Natural language region descriptions:
/---

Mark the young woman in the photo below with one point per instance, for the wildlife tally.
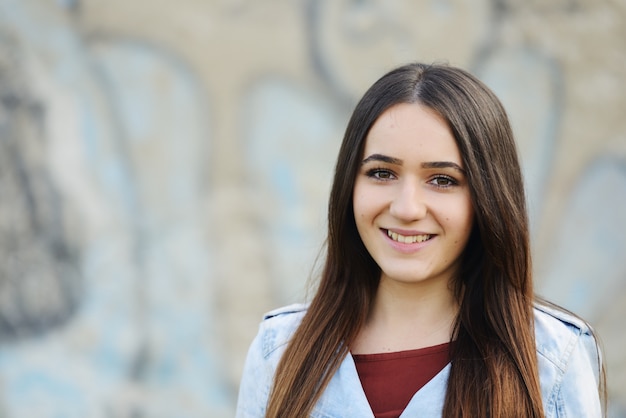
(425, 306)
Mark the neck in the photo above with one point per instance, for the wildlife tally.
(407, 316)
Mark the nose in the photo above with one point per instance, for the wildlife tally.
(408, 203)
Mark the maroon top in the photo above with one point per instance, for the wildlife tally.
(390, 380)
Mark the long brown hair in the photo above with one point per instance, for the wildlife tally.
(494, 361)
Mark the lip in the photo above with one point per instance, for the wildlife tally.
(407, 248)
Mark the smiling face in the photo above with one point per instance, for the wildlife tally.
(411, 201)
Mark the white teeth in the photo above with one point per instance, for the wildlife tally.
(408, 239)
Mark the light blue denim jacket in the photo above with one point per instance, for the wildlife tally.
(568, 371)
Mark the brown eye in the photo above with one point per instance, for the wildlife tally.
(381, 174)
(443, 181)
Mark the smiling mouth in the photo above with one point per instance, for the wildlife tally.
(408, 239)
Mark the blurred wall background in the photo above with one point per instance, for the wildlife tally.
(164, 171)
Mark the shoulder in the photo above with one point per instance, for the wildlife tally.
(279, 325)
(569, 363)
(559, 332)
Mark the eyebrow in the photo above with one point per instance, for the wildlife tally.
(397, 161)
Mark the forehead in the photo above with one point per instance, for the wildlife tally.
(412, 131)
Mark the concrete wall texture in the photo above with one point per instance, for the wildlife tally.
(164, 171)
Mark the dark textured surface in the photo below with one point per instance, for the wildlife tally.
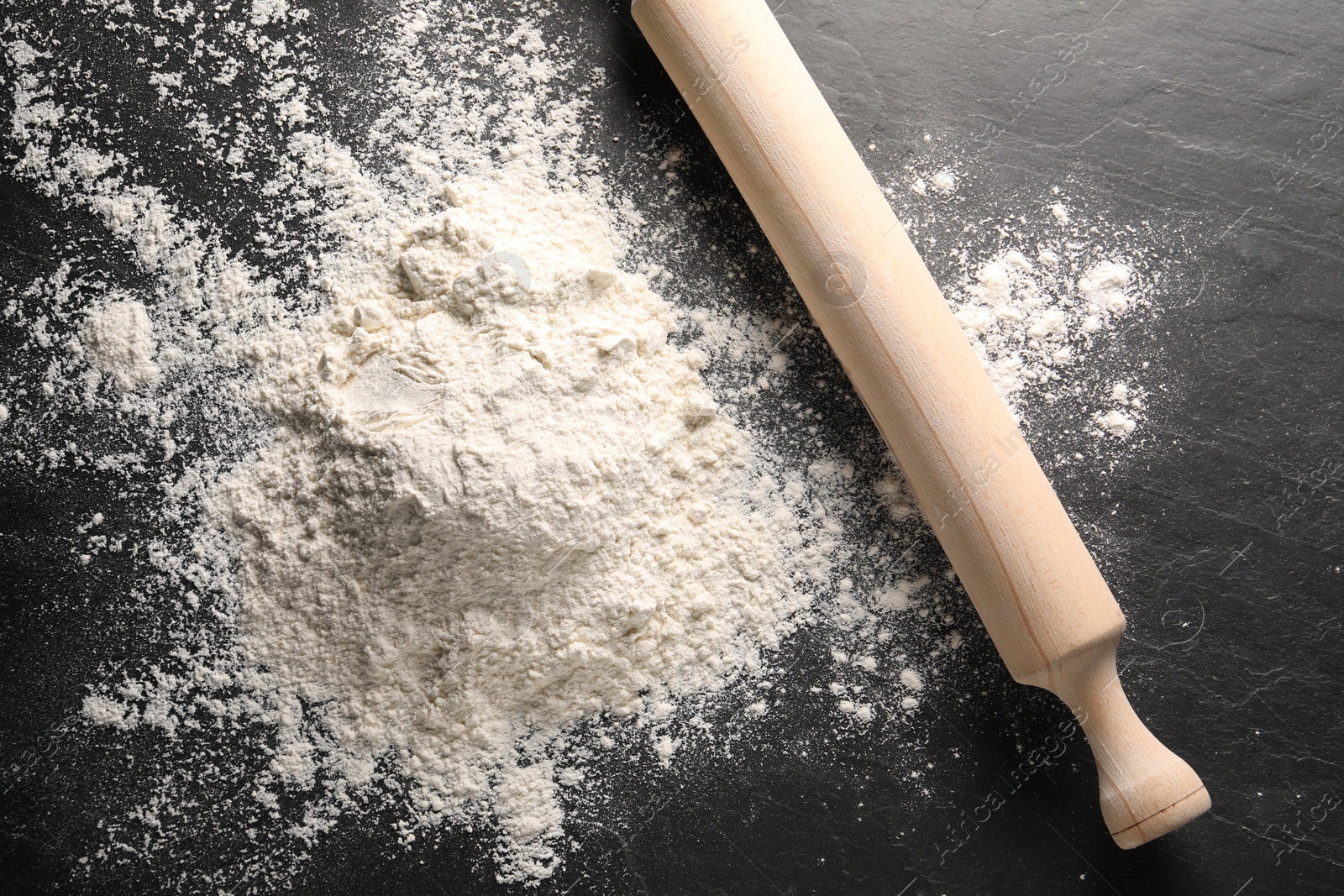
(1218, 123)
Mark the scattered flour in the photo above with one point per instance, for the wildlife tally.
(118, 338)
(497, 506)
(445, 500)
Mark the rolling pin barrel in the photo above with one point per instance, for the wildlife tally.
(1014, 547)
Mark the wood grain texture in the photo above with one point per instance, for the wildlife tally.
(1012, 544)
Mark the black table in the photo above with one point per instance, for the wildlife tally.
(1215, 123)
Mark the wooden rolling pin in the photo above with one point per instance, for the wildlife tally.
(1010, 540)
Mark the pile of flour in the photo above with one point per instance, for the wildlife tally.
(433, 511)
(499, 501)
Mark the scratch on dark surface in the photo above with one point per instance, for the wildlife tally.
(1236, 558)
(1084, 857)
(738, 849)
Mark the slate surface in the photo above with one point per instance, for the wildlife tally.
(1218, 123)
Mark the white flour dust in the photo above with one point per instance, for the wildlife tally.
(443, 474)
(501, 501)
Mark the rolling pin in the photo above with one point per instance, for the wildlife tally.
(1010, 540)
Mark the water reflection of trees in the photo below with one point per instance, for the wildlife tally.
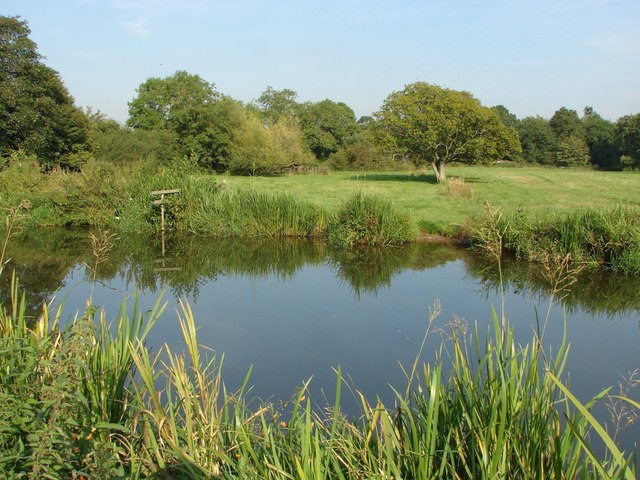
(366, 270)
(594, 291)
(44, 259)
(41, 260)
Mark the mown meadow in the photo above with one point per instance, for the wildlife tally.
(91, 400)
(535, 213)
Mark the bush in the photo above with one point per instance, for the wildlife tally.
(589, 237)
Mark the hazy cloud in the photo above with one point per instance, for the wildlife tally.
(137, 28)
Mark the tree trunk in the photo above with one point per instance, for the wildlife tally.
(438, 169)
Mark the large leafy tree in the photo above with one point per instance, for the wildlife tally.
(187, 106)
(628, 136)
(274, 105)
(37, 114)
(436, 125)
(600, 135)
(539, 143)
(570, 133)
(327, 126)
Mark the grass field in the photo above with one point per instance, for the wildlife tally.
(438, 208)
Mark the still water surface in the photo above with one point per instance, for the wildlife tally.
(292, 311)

\---

■ EXERCISE BRIEF ■
Would you give the records again exactly, dropping the pictures?

■ EXERCISE SOLUTION ■
Mark the young woman in the photo below with one point per instance, for the wildlife tally.
(425, 306)
Mark the neck in the photo above with one point per instance, for the wildlife tally.
(407, 316)
Mark the nose in the photo above with one point per instance, for the wildlife tally.
(408, 203)
Mark the maroon top in the photo above with one point per instance, for the wildlife tally.
(390, 380)
Mark the long brown hair in the photo above with one point per instance, for the wildlife tally.
(494, 361)
Mark the lip in the photo above with one point per instance, for the wildlife tally.
(407, 248)
Mark the smiling face in the photo above with one point per instance, for the wildlife tally.
(411, 201)
Mark the white teeth in the photo above with one point per instance, for the wildlife tally.
(408, 239)
Mark the light blue denim jacket in the photo above with one point per instance, for the wildlife tally.
(568, 371)
Mark the brown eye in the photo above with one point per instance, for the wildlife tally.
(381, 174)
(443, 181)
Mark the smiling mouth in the photo above with one point per instance, for the wildlife tally.
(408, 239)
Mark the blurred wall background in the photo above with one point per instance, for the wildlife tally.
(164, 171)
Mark the shoulder in the photo above with one point per instance, for the wildlife tally.
(279, 325)
(569, 363)
(559, 332)
Mark the eyebrow in the photo above with one point per instance, for the wildlife tally.
(397, 161)
Mark the forehead in the photo above with one point per instance, for the wildlife tally.
(412, 131)
Mark the concrete wall texture in the photo above with one point per instance, for the wildlife tally.
(164, 171)
Mark the dark textured surface in the photo below with one point per instance, for the wildlife tally.
(1218, 123)
Mark the scattered flour in the photo above with one point per instance, for the wildlife tally.
(118, 338)
(497, 506)
(445, 500)
Mark the rolling pin barrel in the photo above with one point per instance, for the wildlife tally.
(1014, 547)
Mark the wood grain texture in the photo above with one point per instance, for the wildlife tally.
(1012, 544)
Mark the black table in the photo above with one point per instance, for the wildlife tally.
(1215, 123)
Mark the wooden rolling pin in the photo above with one point per instance, for the wildlife tally.
(1010, 540)
Mark the pile of flour in the photo above with one point per instance, for the wildlife tally.
(433, 511)
(499, 501)
Mark the scratch on dark surface in the photo above with one point per instance, for the wildlife tally.
(1236, 558)
(1084, 857)
(738, 849)
Mark the slate surface in the photo above with one point per instance, for the wildlife tally.
(1218, 123)
Mark the white flour dust in the photo above with one point per instance, for the wildlife tally.
(443, 474)
(501, 501)
Mark the rolling pin in the photo above with one point per instance, for the wildlife tally.
(1010, 540)
Mark the water reflection of trees in the photo below with one point per instance, for the wildlife tally.
(366, 270)
(594, 291)
(44, 259)
(41, 260)
Mark the mown meadow in the photo above with one point per instance, for the wildlife tally.
(91, 400)
(535, 213)
Mark the bush in the photo above with one point per instance, for the wildlife tally.
(589, 237)
Mark the hazy cloud in the photo above with one point per instance, for the wildlife tally.
(137, 28)
Mark the tree trunk in the photo above with one point per instance, for the wildlife tally.
(438, 169)
Mark the large leafy tree in the photo above with one point per instance, for the wildlife tally.
(187, 106)
(628, 136)
(274, 105)
(37, 114)
(436, 125)
(600, 135)
(539, 143)
(570, 133)
(327, 126)
Mark the grass field in the photo above with one point per instance, for the wildlife tally.
(438, 208)
Mark the still water surface in the photo above with one point per instance, for the wildlife tally.
(292, 311)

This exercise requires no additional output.